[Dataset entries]
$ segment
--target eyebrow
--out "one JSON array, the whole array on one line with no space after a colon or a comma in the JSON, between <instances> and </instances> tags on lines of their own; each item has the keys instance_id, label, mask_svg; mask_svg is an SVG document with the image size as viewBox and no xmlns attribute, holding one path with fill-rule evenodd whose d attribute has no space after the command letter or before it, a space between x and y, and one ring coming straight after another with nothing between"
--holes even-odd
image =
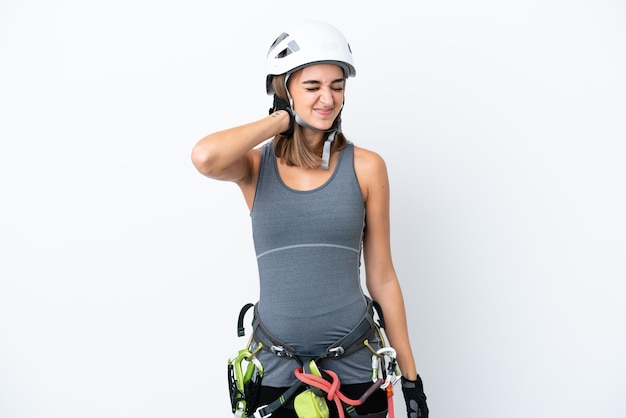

_PROBLEM TO SOLVE_.
How many lines in the entries include the string "image"? Answer with the number alone.

_RESPONSE_.
2